__PROBLEM REQUIREMENTS__
Could you retype, exactly as written, every line from the top of the records through the line that contains "Target: semi-transparent banner"?

=== SUPPLIED INFORMATION ===

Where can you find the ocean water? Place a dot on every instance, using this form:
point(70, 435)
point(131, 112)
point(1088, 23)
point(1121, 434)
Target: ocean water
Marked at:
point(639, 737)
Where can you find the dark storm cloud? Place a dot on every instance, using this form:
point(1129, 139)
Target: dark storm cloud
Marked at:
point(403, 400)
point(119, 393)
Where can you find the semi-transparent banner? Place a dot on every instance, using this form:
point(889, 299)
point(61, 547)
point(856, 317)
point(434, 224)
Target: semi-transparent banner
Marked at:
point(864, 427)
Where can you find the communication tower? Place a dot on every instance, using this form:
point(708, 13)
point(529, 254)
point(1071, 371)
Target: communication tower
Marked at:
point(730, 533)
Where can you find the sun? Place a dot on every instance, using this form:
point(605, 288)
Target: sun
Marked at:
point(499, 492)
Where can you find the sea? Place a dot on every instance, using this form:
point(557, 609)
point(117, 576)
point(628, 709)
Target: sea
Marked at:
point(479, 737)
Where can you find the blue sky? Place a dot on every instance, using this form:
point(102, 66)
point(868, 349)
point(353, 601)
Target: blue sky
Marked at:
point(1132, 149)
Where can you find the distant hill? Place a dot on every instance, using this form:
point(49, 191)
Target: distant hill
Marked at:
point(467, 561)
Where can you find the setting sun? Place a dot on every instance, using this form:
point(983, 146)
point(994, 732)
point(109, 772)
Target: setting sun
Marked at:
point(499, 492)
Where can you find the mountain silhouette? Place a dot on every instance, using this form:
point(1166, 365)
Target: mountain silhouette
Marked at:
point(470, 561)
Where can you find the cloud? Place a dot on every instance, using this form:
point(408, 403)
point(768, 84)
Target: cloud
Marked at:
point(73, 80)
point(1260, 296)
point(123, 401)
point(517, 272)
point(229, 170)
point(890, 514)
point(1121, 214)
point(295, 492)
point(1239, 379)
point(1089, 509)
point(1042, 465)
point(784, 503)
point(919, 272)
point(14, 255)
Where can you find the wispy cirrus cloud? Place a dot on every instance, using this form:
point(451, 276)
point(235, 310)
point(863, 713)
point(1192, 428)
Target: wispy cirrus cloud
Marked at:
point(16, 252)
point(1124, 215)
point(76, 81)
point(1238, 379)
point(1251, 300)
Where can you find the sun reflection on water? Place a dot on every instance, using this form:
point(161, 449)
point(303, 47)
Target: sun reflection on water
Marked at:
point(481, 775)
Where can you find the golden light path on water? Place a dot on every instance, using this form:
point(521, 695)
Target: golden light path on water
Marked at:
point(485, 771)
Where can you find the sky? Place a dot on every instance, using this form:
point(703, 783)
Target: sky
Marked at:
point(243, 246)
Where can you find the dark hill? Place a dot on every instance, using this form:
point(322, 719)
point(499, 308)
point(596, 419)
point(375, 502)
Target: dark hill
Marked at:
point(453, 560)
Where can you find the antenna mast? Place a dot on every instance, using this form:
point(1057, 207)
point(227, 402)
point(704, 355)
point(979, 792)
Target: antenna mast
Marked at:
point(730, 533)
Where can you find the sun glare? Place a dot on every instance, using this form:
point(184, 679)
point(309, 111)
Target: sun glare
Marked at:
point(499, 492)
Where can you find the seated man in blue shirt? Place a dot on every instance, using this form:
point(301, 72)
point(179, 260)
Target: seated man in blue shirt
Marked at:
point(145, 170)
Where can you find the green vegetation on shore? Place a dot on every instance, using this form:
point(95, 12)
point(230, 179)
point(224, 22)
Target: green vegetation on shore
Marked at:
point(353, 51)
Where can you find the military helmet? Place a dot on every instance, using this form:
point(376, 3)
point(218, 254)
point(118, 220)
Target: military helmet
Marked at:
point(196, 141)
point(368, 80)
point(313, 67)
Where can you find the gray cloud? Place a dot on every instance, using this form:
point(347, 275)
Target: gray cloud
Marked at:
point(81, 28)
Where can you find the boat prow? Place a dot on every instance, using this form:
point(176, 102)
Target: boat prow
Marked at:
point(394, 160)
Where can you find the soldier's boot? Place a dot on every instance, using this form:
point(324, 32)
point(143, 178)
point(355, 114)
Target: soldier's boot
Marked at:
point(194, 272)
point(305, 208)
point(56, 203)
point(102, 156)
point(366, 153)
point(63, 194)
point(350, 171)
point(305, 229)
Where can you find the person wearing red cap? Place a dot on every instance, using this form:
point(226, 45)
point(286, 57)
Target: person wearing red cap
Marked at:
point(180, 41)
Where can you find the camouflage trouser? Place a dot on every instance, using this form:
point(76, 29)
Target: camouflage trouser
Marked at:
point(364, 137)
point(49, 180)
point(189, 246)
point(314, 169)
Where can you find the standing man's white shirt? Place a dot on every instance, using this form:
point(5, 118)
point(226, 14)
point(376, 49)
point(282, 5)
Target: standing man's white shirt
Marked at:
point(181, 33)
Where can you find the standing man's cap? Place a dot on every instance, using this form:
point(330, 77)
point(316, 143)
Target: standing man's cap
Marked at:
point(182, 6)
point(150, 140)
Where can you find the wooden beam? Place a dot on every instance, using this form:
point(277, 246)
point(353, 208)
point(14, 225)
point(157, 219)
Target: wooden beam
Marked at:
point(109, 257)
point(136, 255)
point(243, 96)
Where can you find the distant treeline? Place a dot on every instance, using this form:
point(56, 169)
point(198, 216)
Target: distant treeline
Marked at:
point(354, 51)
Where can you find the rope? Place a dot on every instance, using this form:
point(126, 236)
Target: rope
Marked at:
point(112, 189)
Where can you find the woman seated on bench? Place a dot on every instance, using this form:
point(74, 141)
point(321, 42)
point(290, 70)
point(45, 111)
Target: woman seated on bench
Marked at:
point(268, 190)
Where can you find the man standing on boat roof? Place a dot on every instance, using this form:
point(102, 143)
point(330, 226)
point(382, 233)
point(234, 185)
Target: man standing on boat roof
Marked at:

===

__SOLVED PROBLEM__
Where can you find the ocean water? Place a dot on every instance, using this form:
point(70, 435)
point(131, 112)
point(1088, 23)
point(1121, 434)
Target: ocean water
Marked at:
point(639, 737)
Where can you find the dark storm cloud? Place a dot on every instance, using this form:
point(1129, 139)
Target: dark storm cloud
Marked at:
point(403, 400)
point(119, 393)
Where can you find the semi-transparent banner? Place a dot on every instance, using this form:
point(889, 299)
point(61, 547)
point(856, 317)
point(434, 224)
Target: semi-transparent banner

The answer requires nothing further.